§ **REQUIRED ACTION**: When you copy the listing, reproduce each line as it appears and omit every image.

§ **SUPPLIED RECORDS**:
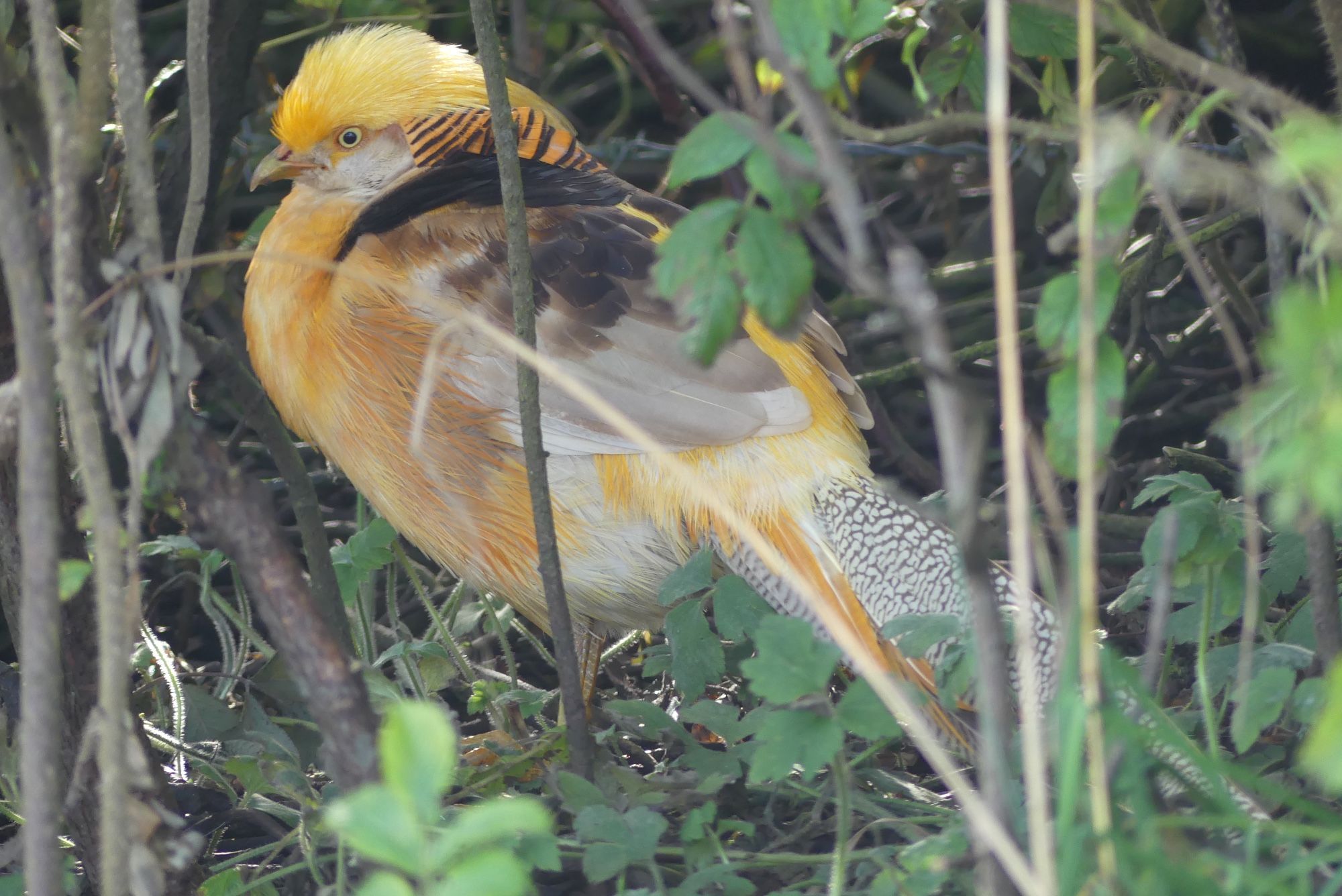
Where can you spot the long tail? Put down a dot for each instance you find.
(876, 560)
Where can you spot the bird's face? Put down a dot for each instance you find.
(352, 160)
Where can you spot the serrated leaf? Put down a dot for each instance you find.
(1159, 488)
(70, 577)
(956, 64)
(805, 30)
(715, 146)
(578, 793)
(917, 632)
(737, 608)
(1037, 32)
(775, 265)
(1058, 319)
(418, 750)
(1285, 567)
(862, 713)
(693, 577)
(1324, 745)
(697, 655)
(382, 827)
(721, 718)
(603, 862)
(791, 663)
(1062, 394)
(794, 738)
(788, 197)
(1261, 705)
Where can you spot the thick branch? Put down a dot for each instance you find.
(40, 635)
(528, 386)
(238, 518)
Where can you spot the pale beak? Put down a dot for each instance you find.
(281, 164)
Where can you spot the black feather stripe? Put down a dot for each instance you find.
(474, 182)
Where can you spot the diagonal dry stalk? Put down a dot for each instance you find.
(1010, 378)
(1088, 486)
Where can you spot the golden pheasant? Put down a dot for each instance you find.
(386, 135)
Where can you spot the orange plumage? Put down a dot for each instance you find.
(395, 215)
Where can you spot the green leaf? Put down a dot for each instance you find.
(1285, 567)
(1058, 319)
(919, 632)
(384, 883)
(788, 197)
(603, 862)
(869, 17)
(497, 873)
(693, 245)
(1324, 745)
(715, 146)
(697, 655)
(862, 713)
(418, 750)
(794, 738)
(578, 793)
(715, 312)
(806, 29)
(70, 577)
(775, 265)
(1042, 33)
(382, 827)
(737, 608)
(693, 577)
(367, 552)
(723, 720)
(1261, 705)
(1172, 485)
(1062, 394)
(791, 663)
(226, 883)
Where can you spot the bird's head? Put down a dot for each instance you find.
(340, 121)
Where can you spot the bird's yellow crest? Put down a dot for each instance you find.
(376, 76)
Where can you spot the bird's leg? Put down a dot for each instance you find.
(590, 665)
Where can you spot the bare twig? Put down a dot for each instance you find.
(238, 517)
(262, 418)
(9, 416)
(528, 387)
(1088, 583)
(198, 88)
(73, 152)
(40, 624)
(1034, 752)
(1321, 551)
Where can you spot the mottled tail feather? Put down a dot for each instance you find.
(807, 552)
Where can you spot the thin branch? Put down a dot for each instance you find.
(73, 154)
(1321, 551)
(40, 614)
(198, 88)
(1034, 750)
(842, 188)
(238, 517)
(528, 387)
(308, 513)
(1088, 583)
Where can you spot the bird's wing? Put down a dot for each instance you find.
(594, 242)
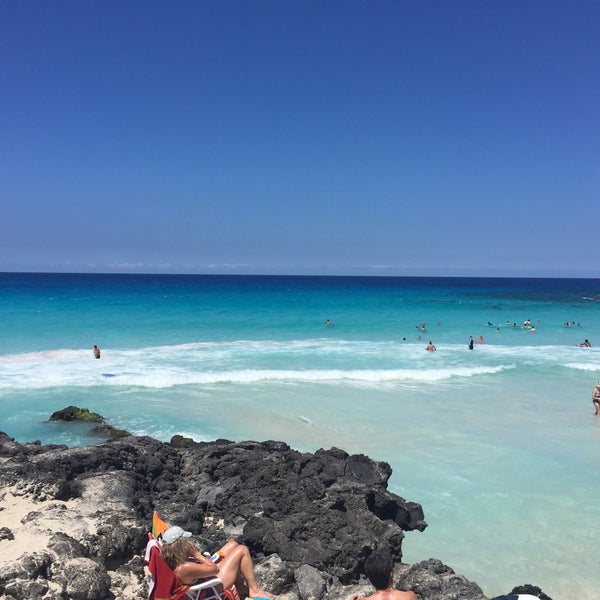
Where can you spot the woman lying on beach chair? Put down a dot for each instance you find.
(191, 567)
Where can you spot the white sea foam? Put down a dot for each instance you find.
(246, 362)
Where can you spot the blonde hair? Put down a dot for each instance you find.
(178, 552)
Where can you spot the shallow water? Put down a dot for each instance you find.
(499, 444)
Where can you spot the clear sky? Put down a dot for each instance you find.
(331, 136)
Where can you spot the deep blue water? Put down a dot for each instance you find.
(499, 444)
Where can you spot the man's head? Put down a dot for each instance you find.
(379, 567)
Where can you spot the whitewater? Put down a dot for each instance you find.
(499, 444)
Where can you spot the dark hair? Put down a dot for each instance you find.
(379, 567)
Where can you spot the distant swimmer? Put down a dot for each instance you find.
(596, 398)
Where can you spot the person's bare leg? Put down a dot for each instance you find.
(238, 560)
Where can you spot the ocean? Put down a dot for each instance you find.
(499, 444)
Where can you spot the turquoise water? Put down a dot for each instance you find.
(499, 444)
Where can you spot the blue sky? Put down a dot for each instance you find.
(334, 137)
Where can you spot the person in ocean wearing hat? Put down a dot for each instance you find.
(596, 398)
(190, 565)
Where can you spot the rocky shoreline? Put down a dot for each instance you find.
(74, 521)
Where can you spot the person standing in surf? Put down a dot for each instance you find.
(596, 398)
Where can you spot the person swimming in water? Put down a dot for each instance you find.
(596, 398)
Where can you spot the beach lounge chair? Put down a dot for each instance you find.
(165, 585)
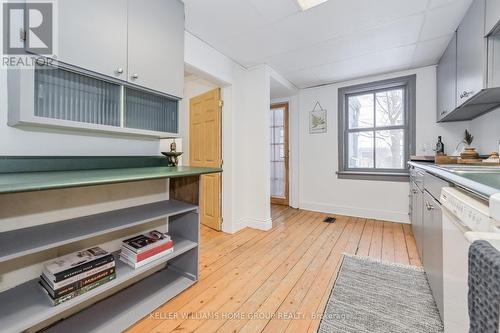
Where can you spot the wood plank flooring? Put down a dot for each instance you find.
(279, 280)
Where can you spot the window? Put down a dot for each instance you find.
(377, 129)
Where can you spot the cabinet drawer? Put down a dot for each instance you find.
(434, 185)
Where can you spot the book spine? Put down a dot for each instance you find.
(82, 283)
(73, 279)
(136, 265)
(152, 252)
(146, 248)
(83, 268)
(82, 291)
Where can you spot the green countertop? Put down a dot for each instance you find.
(36, 181)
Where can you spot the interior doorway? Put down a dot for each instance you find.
(205, 150)
(279, 154)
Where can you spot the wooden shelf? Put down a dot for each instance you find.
(36, 181)
(28, 304)
(22, 242)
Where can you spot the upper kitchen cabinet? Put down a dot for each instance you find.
(156, 45)
(91, 35)
(477, 77)
(141, 42)
(492, 16)
(471, 47)
(447, 80)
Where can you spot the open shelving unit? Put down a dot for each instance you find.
(134, 293)
(21, 242)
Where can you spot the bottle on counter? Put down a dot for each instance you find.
(439, 146)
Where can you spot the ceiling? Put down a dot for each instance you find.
(335, 41)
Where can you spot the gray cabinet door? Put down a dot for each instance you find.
(492, 14)
(433, 248)
(447, 80)
(471, 53)
(92, 35)
(156, 45)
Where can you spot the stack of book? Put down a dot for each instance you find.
(143, 249)
(74, 274)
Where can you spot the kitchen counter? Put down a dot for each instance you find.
(471, 184)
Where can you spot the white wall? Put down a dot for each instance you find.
(321, 190)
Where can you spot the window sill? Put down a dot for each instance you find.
(377, 176)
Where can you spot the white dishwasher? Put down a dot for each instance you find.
(465, 220)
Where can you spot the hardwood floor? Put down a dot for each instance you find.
(279, 280)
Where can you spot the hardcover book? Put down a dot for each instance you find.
(76, 270)
(75, 278)
(137, 257)
(146, 241)
(135, 265)
(56, 293)
(71, 295)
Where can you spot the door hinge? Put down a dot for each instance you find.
(22, 34)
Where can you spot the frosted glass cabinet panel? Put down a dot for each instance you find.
(64, 95)
(148, 111)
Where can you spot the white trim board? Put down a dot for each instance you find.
(250, 222)
(384, 215)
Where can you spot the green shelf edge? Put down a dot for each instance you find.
(47, 180)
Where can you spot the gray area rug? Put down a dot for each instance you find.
(373, 296)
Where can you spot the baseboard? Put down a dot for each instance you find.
(254, 223)
(385, 215)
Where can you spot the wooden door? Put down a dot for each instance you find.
(279, 154)
(205, 150)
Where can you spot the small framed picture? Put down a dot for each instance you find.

§ **WRITTEN REPLY**:
Where can you spot the long tail? Put down a dot for each instance you find.
(876, 560)
Where can you spot the bird's face? Put down a dot for each instance you find.
(352, 160)
Where can you spot the serrated leaf? Put down a dot for each instance you find.
(1159, 488)
(70, 577)
(956, 64)
(805, 30)
(715, 146)
(578, 793)
(917, 632)
(737, 608)
(1037, 32)
(775, 265)
(1058, 319)
(418, 750)
(1285, 567)
(862, 713)
(693, 577)
(1324, 745)
(697, 655)
(382, 827)
(721, 718)
(603, 862)
(791, 663)
(1062, 394)
(794, 738)
(788, 197)
(1261, 705)
Where can you spot the thick branch? Put down a dot for each instance you find.
(40, 635)
(528, 386)
(238, 518)
Where can you spot the pale beak? Put down a dot for each instance you find.
(281, 164)
Where can you spot the black feather stripe? Put down a dot for each instance you find.
(474, 182)
Where can you spot the diagonal dry stalk? Put down a dot for each instance you find.
(1010, 378)
(1088, 486)
Where can you spot the golden pheasant? Put down a dot for each instance you find.
(386, 135)
Where can you spot the orange plumage? Put down a dot for each instance you find.
(395, 215)
Where can you spot the green leaf? Put down a dot for each instance you find.
(1285, 567)
(1058, 319)
(919, 632)
(384, 883)
(788, 197)
(603, 862)
(869, 17)
(497, 873)
(693, 245)
(1324, 745)
(715, 146)
(697, 655)
(862, 713)
(418, 750)
(794, 738)
(578, 793)
(715, 312)
(806, 29)
(70, 577)
(775, 265)
(1042, 33)
(382, 827)
(737, 608)
(693, 577)
(367, 552)
(723, 720)
(1261, 705)
(1172, 485)
(1062, 394)
(791, 663)
(226, 883)
Where can you spot the bird's head? Put down a dot for each instance you find.
(340, 121)
Where can you spot the bird's yellow crest? Put down a dot for each instance you find.
(376, 76)
Where can you spot the bird's leg? Put down a dot for each instance you find.
(590, 665)
Where can you spot the bare twig? Put down a dot for each instance you find.
(238, 517)
(262, 418)
(9, 416)
(528, 387)
(1088, 583)
(198, 88)
(73, 152)
(40, 624)
(1034, 752)
(1321, 551)
Where can you spot the mottled tail feather? Put down a dot for each instance you find.
(807, 552)
Where can you spot the thin branch? Put down a dot for each instance you find.
(73, 154)
(1321, 551)
(40, 614)
(198, 88)
(1034, 750)
(842, 188)
(238, 517)
(528, 387)
(308, 513)
(1088, 583)
Where can you spot the bird's wing? Put down a dot for each instance you find.
(594, 242)
Where can you spot the woman lying on beach chair? Put down a dot for each instance you find.
(191, 567)
Where can you spot the white sea foam? Put down a dot for each instance you find.
(246, 362)
Where can you spot the blonde hair? Put down a dot for each instance you find.
(178, 552)
Where can you spot the shallow water? Put down a dot for each instance you find.
(499, 444)
Where can you spot the clear sky? Put down a dot for each instance you find.
(331, 136)
Where can you spot the deep blue water? Put down a dot for each instance you find.
(499, 444)
Where can you spot the man's head? Put down a dot for each instance you find.
(379, 567)
Where can you spot the whitewater? Put down a dot for each instance you find.
(499, 444)
Where can you spot the dark hair? Put down a dot for each instance you find.
(379, 567)
Where can you spot the distant swimmer? Put down a dot for each instance you find.
(596, 398)
Where can you spot the person's bare leg? Put down a dot for each instance you find.
(238, 560)
Where can you spot the ocean? Put down a dot for each instance you find.
(499, 444)
Where can you spot the turquoise water? Put down a dot for each instance you find.
(499, 444)
Where can you spot the blue sky? Put down a dot for each instance you find.
(334, 137)
Where can you spot the person in ocean wearing hat? Put down a dot for each instance you find.
(596, 398)
(190, 565)
Where can you spot the rocky shoreline? Put down a dot for each instance you find.
(74, 521)
Where can you spot the person standing in surf? Put down a dot for each instance you find.
(596, 398)
Where can you spot the person swimming in water? Put down a dot for each instance you find.
(596, 398)
Where can you spot the beach lounge chair? Put down a dot for each instance you find.
(165, 585)
Where can you spot the wood plank flooring? Put down a dot for each instance you find.
(279, 280)
Where can you spot the window? Put down a dot for each instance you find.
(377, 129)
Where can you spot the cabinet drawer? Put down a dot for each instance you find.
(434, 185)
Where can you spot the book spine? Put down a dot for each instance you find.
(82, 283)
(73, 279)
(136, 265)
(152, 252)
(146, 248)
(83, 268)
(82, 291)
Where can you spot the green countertop? Put down a dot for each instance you find.
(36, 181)
Where can you spot the interior doorway? Put down a dot for each instance you find.
(205, 150)
(279, 154)
Where can you spot the wooden shelf? Put down a dot for each instance you find.
(36, 181)
(28, 304)
(22, 242)
Where can you spot the upper kitchen cabinet? Put down a dot for each instance you find.
(156, 45)
(91, 35)
(477, 77)
(141, 42)
(492, 16)
(471, 47)
(447, 80)
Where can you spot the open shelving unit? Put down a dot for each instance you find.
(134, 293)
(21, 242)
Where can you spot the bottle on counter? Put down a dot for each instance you find.
(439, 146)
Where can you spot the ceiling? Put down a dot for each instance you find.
(335, 41)
Where can you spot the gray cabinet door? Put down a dot for each instance you find.
(492, 14)
(433, 248)
(447, 80)
(471, 53)
(92, 35)
(156, 45)
Where can you spot the stack of book? Put down a dot for each instance you find.
(143, 249)
(74, 274)
Where can you spot the kitchen counter? Put down a dot for each instance you find.
(471, 184)
Where can you spot the white wall? Put down a dot for each instance you find.
(321, 190)
Where can you spot the window sill? Put down a dot for each instance you find.
(377, 176)
Where can you spot the white dishwasher? Put down a dot for each instance you find.
(465, 220)
Where can you spot the hardwood floor? Put down a dot for each instance you find.
(279, 280)
Where can you spot the hardcover book? Put down a dot for each instance you find.
(76, 270)
(75, 278)
(137, 257)
(146, 241)
(135, 265)
(56, 293)
(71, 295)
Where can you spot the door hinge? Put down a dot for each instance you find.
(22, 34)
Where can you spot the frosted glass cabinet panel? Put down a dot for each instance you find.
(64, 95)
(148, 111)
Where can you spot the white trim board? Put down a dot for each instance you find.
(250, 222)
(384, 215)
Where can you spot the green shelf edge? Put down a dot for each instance you find.
(47, 180)
Where can you spot the gray area rug? Put down a dot for each instance you find.
(373, 296)
Where can you spot the baseboard? Put down a dot for each instance you find.
(254, 223)
(385, 215)
Where can you spot the wooden door? Put down a dot for each instance you find.
(279, 154)
(205, 150)
Where can you spot the small framed picture? Put down a dot for each instance you find.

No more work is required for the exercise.